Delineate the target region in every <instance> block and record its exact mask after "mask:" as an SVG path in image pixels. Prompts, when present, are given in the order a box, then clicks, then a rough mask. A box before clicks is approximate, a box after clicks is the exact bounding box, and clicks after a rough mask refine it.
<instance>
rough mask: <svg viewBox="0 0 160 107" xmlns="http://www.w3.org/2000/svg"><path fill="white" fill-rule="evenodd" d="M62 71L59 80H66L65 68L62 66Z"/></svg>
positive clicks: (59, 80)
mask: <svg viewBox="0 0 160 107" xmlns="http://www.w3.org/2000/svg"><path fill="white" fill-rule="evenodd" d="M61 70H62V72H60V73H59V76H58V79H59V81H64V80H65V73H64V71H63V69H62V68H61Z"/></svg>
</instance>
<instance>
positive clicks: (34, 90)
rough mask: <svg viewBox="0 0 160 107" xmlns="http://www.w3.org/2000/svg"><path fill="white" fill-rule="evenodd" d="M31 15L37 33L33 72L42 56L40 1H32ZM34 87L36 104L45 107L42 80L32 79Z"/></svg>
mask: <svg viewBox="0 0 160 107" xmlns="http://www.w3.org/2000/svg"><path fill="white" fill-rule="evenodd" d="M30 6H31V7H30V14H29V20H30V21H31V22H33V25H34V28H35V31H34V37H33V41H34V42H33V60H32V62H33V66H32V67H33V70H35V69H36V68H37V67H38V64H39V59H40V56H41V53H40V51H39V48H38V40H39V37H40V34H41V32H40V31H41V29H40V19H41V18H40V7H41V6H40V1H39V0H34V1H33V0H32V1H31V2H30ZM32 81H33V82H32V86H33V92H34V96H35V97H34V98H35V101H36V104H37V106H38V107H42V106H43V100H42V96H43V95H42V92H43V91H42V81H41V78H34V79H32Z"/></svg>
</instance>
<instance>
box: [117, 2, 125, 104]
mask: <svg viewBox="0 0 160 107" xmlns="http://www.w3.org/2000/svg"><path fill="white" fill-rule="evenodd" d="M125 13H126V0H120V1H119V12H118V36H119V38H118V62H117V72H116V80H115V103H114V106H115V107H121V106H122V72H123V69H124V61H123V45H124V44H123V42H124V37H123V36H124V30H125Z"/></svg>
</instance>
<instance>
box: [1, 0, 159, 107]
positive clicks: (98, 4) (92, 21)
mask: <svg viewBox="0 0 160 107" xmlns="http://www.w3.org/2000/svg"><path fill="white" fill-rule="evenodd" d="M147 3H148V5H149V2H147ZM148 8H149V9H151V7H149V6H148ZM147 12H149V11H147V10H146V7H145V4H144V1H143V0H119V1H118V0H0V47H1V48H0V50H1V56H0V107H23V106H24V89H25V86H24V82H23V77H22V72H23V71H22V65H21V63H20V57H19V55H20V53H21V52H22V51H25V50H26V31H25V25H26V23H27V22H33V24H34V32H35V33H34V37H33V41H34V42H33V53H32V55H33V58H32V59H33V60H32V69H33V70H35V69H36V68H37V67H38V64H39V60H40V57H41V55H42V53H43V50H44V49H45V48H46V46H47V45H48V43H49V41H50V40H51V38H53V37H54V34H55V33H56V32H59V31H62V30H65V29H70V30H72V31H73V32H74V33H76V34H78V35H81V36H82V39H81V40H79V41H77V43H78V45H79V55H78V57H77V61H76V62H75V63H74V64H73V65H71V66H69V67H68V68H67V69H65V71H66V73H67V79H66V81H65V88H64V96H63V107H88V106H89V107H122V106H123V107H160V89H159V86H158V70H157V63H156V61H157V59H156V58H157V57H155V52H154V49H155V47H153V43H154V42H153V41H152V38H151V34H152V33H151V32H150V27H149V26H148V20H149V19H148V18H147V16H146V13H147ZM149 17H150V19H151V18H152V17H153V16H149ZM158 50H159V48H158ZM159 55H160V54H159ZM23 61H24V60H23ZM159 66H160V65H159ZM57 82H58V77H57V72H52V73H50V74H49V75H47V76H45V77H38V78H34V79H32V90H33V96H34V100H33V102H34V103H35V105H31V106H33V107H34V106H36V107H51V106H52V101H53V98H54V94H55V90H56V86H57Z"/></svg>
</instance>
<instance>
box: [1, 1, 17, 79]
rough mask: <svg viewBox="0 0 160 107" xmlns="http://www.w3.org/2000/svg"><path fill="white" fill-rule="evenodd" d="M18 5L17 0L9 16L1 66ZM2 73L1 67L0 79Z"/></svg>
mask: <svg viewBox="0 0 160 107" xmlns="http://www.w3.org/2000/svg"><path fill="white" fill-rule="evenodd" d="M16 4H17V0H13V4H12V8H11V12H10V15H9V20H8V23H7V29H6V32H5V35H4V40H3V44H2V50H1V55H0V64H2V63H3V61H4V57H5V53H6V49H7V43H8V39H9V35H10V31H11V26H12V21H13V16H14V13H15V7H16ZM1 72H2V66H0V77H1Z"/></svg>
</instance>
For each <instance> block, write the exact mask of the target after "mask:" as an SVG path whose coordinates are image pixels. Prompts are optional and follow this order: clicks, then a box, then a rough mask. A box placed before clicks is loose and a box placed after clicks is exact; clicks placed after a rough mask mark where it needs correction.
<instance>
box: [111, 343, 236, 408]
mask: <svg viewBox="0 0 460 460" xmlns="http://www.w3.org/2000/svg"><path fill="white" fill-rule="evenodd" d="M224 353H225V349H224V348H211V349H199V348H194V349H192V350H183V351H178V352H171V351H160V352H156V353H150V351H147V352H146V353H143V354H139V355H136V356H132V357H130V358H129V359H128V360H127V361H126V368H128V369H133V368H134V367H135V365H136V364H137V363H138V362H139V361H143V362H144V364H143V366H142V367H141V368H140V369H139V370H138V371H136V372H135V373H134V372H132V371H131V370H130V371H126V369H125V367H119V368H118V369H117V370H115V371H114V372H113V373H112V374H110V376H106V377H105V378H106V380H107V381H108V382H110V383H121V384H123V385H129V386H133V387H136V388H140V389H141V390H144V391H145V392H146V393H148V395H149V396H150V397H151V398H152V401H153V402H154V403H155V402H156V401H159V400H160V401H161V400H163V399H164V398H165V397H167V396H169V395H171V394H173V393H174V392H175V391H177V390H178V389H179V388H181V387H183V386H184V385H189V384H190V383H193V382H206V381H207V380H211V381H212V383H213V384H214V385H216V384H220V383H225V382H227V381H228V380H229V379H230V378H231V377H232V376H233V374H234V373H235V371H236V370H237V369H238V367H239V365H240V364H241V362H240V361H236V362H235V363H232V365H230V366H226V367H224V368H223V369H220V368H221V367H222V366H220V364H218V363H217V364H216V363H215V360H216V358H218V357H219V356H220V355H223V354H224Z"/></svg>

#####

Problem requirements: Every entry needs to be retyped exactly.

Written solution:
Delineate the target region in every <instance> block and record its exact mask after "mask:" as an SVG path in image pixels. Prompts, when present, are given in the order a box, then clicks, then a rough mask. A box before clicks is approximate, a box after clicks is the exact bounding box, and clicks after a rough mask refine it.
<instance>
rough mask: <svg viewBox="0 0 160 107" xmlns="http://www.w3.org/2000/svg"><path fill="white" fill-rule="evenodd" d="M62 71L59 80H66L65 68L62 66Z"/></svg>
positive clicks: (59, 80)
mask: <svg viewBox="0 0 160 107" xmlns="http://www.w3.org/2000/svg"><path fill="white" fill-rule="evenodd" d="M61 70H62V72H60V73H59V76H58V79H59V81H64V80H65V73H64V71H63V69H62V68H61Z"/></svg>
</instance>
<instance>
positive clicks: (34, 90)
rough mask: <svg viewBox="0 0 160 107" xmlns="http://www.w3.org/2000/svg"><path fill="white" fill-rule="evenodd" d="M31 15L37 33L33 72L42 56L40 1H32ZM34 87L36 104L45 107L42 80L32 79Z"/></svg>
mask: <svg viewBox="0 0 160 107" xmlns="http://www.w3.org/2000/svg"><path fill="white" fill-rule="evenodd" d="M30 6H31V7H30V14H29V20H30V21H31V22H33V25H34V28H35V31H34V37H33V41H34V42H33V60H32V62H33V66H32V67H33V70H35V69H36V68H37V67H38V64H39V59H40V56H41V53H40V51H39V48H38V40H39V37H40V34H41V32H40V31H41V29H40V19H41V18H40V7H41V6H40V1H39V0H34V1H33V0H32V1H31V2H30ZM32 81H33V82H32V86H33V92H34V96H35V97H34V98H35V101H36V104H37V106H38V107H42V106H43V100H42V96H43V95H42V92H43V91H42V81H41V78H34V79H32Z"/></svg>
</instance>
<instance>
box: [117, 2, 125, 104]
mask: <svg viewBox="0 0 160 107" xmlns="http://www.w3.org/2000/svg"><path fill="white" fill-rule="evenodd" d="M125 13H126V0H120V1H119V12H118V36H119V38H118V62H117V72H116V80H115V103H114V106H115V107H121V106H122V72H123V69H124V61H123V45H124V44H123V42H124V37H123V36H124V30H125Z"/></svg>
</instance>
<instance>
box: [1, 0, 159, 107]
positive clicks: (98, 4) (92, 21)
mask: <svg viewBox="0 0 160 107" xmlns="http://www.w3.org/2000/svg"><path fill="white" fill-rule="evenodd" d="M147 3H148V5H149V2H147ZM148 8H149V9H151V7H149V6H148ZM147 12H149V11H147V10H146V7H145V4H144V1H143V0H119V1H118V0H0V47H1V48H0V50H1V56H0V107H23V106H24V89H25V86H24V82H23V77H22V72H23V71H22V65H21V63H20V57H19V55H20V53H21V52H22V51H25V50H26V31H25V25H26V23H27V22H33V24H34V32H35V33H34V37H33V41H34V42H33V53H32V55H33V58H32V59H33V60H32V69H33V70H35V69H36V68H37V67H38V64H39V60H40V57H41V55H42V53H43V50H44V49H45V48H46V46H47V45H48V43H49V41H50V40H51V38H53V37H54V34H55V33H56V32H59V31H62V30H65V29H70V30H72V31H73V32H74V33H76V34H78V35H81V36H82V39H81V40H79V41H77V43H78V45H79V55H78V57H77V61H76V62H75V63H74V64H73V65H71V66H69V67H68V68H67V69H65V71H66V73H67V79H66V81H65V88H64V96H63V107H88V106H89V107H122V106H123V107H160V89H159V86H158V70H157V63H156V61H157V59H156V58H157V57H155V52H154V49H155V47H153V43H154V42H153V41H152V38H151V34H152V33H151V32H150V27H149V26H148V20H149V19H148V18H147V16H146V13H147ZM149 17H150V19H151V18H152V17H153V16H149ZM158 50H159V48H158ZM159 55H160V54H159ZM23 61H24V60H23ZM159 66H160V65H159ZM57 82H58V77H57V72H52V73H50V74H49V75H47V76H45V77H38V78H34V79H32V90H33V96H34V100H33V102H34V103H35V105H31V106H33V107H34V106H36V107H51V106H52V101H53V98H54V94H55V90H56V86H57Z"/></svg>
</instance>
<instance>
box: [1, 1, 17, 79]
rough mask: <svg viewBox="0 0 160 107" xmlns="http://www.w3.org/2000/svg"><path fill="white" fill-rule="evenodd" d="M18 5L17 0L9 16L1 66ZM2 73L1 67L0 79Z"/></svg>
mask: <svg viewBox="0 0 160 107" xmlns="http://www.w3.org/2000/svg"><path fill="white" fill-rule="evenodd" d="M16 4H17V0H13V4H12V8H11V12H10V15H9V20H8V23H7V29H6V32H5V35H4V40H3V44H2V50H1V55H0V64H2V63H3V61H4V57H5V53H6V49H7V43H8V39H9V35H10V31H11V26H12V21H13V16H14V13H15V7H16ZM1 72H2V66H0V77H1Z"/></svg>
</instance>
For each <instance> block, write the exact mask of the target after "mask:" as an SVG path whose coordinates are image pixels. Prompts are optional and follow this order: clicks, then a box, then a rough mask. A box placed before clicks is loose and a box placed after clicks is exact; clicks placed after a rough mask mark where it needs correction.
<instance>
box: [111, 343, 236, 408]
mask: <svg viewBox="0 0 460 460" xmlns="http://www.w3.org/2000/svg"><path fill="white" fill-rule="evenodd" d="M224 353H225V349H224V348H211V349H199V348H194V349H192V350H183V351H178V352H171V351H160V352H156V353H150V351H147V352H146V353H143V354H139V355H136V356H132V357H130V358H129V359H128V360H127V361H126V368H128V369H133V368H134V367H135V365H136V364H137V363H138V362H139V361H143V362H144V364H143V366H142V367H141V368H140V369H139V370H138V371H136V372H135V373H134V372H132V371H131V370H130V371H126V369H125V367H119V368H118V369H117V370H115V371H114V372H113V373H112V374H110V376H106V377H105V378H106V380H107V381H108V382H110V383H121V384H123V385H129V386H133V387H136V388H140V389H141V390H144V391H145V392H146V393H148V395H149V396H150V397H151V398H152V401H153V402H154V403H155V402H156V401H159V400H160V401H161V400H163V399H164V398H165V397H167V396H169V395H171V394H173V393H174V392H175V391H177V390H178V389H179V388H181V387H183V386H184V385H189V384H190V383H193V382H206V381H207V380H211V381H212V383H213V384H214V385H216V384H220V383H225V382H227V381H228V380H229V379H230V378H231V377H232V376H233V374H234V373H235V371H236V370H237V369H238V367H239V365H240V364H241V362H240V361H236V362H235V363H232V365H230V366H226V367H224V368H223V369H220V368H221V367H222V366H220V364H218V363H217V364H216V363H215V360H216V358H218V357H219V356H220V355H223V354H224Z"/></svg>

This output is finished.